Provided material: Begin

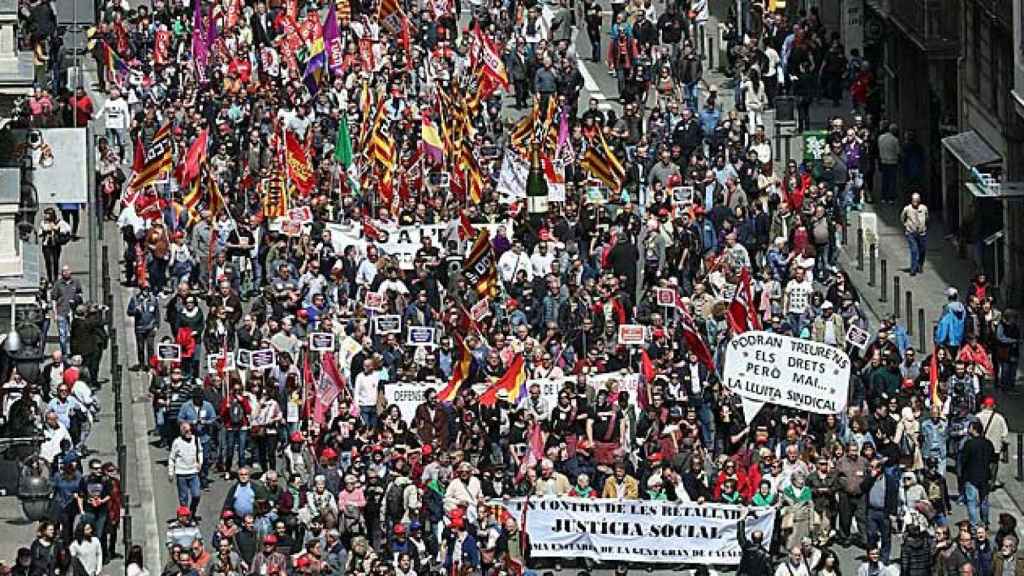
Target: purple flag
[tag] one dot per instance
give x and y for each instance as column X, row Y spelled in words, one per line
column 200, row 51
column 332, row 40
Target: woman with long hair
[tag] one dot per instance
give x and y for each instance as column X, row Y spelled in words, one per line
column 86, row 551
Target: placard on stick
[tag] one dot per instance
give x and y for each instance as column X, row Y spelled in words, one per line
column 387, row 324
column 169, row 353
column 322, row 341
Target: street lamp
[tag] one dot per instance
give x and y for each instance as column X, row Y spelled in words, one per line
column 12, row 343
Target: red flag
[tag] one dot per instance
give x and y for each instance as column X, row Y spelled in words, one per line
column 933, row 379
column 188, row 170
column 300, row 171
column 646, row 377
column 331, row 386
column 692, row 337
column 138, row 160
column 512, row 381
column 742, row 315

Provided material: End

## Task
From the first line to the last, retype the entries above exactly, minus the pictures.

## Answer to the problem
Target: purple flag
[tag] one dot per instance
give x and y for each instance as column X, row Y spelled in words, one per line
column 200, row 51
column 332, row 40
Target: woman with long hair
[tag] one dot per instance
give x and y for each instance as column X, row Y spelled in words, one per line
column 86, row 551
Target: placard on stick
[tag] one dot per instance
give x and y for each instance as column X, row Y spelled in words, one per line
column 387, row 324
column 169, row 353
column 322, row 341
Target: street lamp
[tag] one dot per instance
give x and y for each instance as column X, row Y spelled in words, one per line
column 12, row 343
Target: red flag
[tag] one dot per instance
give x and y for each instance as column X, row Y spelled in words, one per line
column 933, row 379
column 188, row 170
column 300, row 171
column 646, row 377
column 331, row 386
column 692, row 337
column 138, row 160
column 512, row 381
column 742, row 315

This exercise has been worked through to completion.